5. Empirical Results
The following table summarizes key metrics for the first 10 benchmarks (of 23):
| ID | Name | C-LoC | Compile % | Passed Assertions | Failed | Function Cov. | Best Baseline Cov. |
|---|---|---|---|---|---|---|---|
| 1 | qsort | 27 | 100 | 21 | 0 | 100 | 100% (C2Rust et al.) |
| 2 | bst | 65 | 100 | 6 | 0 | 92 | 87% (C2Rust) |
| 3 | rgba | 411 | 100 | 20 | 0 | 99 | 83% (C2Rust) |
| 4 | quadtree | 437 | 100 | 34 | 0 | 91 | 81% (C2Rust) |
| 5 | buffer | 452 | 100 | 54 | 0 | 91 | 87% (C2Rust) |
| 6 | grabc | 490 | 100 | 4 | 0 | 11 | 11% (C2Rust) |
| 7 | urlparser | 563 | 100 | 46 | 0 | 75 | 61% (C2Rust) |
| 8 | xzoom | 659 | 100 | – | – | – | 100% (C2Rust) |
| 9 | genann | 690 | 100 | 521,556 | 0 | 84 | 83% (C2Rust) |
| 10 | ht | 699 | 100 | 1 | 0 | 61 | 55% (C2Rust) |
For all 23 subjects, the assertion-level pass rate is 87% (1,063,099/1,221,192 assertions). Manual debugging—performed by developers unfamiliar with the codebase and guided by Rustine's test traces—raises the rate to 99.3% in an average of 4.5 hours per project.
Aggregate safety and idiomaticity metrics across all benchmarks:
| Metric | C | Rustine | C2Rust | Best LLM-only (Syzygy) |
|---|---|---|---|---|
| Raw ptr decls | 4,080 | 198 | 4,904 | 7 |
| Raw ptr derefs | 2,045 | 126 | 12,298 | 14 |
| Ptr arithmetic | 452 | 15 | 819 | 69 |
| Unsafe lines | – | 114 | 13,127 | 0 |
| Clippy flags × TSI | – | 18 | 45 | 22 |
Readability metrics (Rustine v. next-best):
- Cognitive Complexity: 112 vs 150
- Halstead Volume: 2,345 vs 2,950
- SEI Maintainability Index: 85.3 vs 73.9
Translation time scales with project size (ρ ~ 0.9), averaging 3.9 hours (range: 0.5 to 20 hours); LLM calls cost $0.002–2.39 per repository (mean$0.48 actual, $37 estimated for GPT-4o).
6. Case Studies and Observed Failure Modes
Pointer-Arithmetic Inflation
In zopfli and xzoom, transpiler output (C2Rust) transforms straightforward indexed access into convoluted pointer-offset and casting chains. Pre-refactoring by Rustine enables the LLM to emit safe, idiomatic slice-index code.

* [Recorded information]:
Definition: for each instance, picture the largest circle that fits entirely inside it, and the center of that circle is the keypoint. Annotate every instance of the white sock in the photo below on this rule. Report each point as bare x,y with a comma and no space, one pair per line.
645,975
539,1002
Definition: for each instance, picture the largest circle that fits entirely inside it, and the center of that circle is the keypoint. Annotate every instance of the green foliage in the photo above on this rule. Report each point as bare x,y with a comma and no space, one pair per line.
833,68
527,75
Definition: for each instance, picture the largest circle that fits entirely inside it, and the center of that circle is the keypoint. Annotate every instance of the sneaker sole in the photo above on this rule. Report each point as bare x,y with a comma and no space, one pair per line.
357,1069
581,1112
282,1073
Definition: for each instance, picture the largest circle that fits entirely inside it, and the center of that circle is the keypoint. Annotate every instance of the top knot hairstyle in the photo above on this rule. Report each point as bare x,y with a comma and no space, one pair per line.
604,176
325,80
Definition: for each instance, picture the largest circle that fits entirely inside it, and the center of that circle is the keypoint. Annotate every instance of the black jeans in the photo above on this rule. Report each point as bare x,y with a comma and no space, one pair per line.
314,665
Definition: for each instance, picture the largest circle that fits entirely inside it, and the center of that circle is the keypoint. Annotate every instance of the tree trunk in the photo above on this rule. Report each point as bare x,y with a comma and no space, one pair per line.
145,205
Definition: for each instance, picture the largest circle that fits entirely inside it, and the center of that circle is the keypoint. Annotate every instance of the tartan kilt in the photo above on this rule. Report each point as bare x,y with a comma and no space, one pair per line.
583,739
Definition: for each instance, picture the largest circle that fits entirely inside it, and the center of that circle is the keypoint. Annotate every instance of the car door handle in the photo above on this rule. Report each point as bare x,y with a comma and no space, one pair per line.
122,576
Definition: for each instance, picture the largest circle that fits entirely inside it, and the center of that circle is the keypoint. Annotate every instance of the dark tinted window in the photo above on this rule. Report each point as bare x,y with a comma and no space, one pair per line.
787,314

* [Task details]:
Reproduce word for word the part of the C-to-Rust translation results passage above that begins at the words "6. Case Studies" and stops after "idiomatic slice-index code.".

* [Written answer]:
6. Case Studies and Observed Failure Modes
Pointer-Arithmetic Inflation
In zopfli and xzoom, transpiler output (C2Rust) transforms straightforward indexed access into convoluted pointer-offset and casting chains. Pre-refactoring by Rustine enables the LLM to emit safe, idiomatic slice-index code.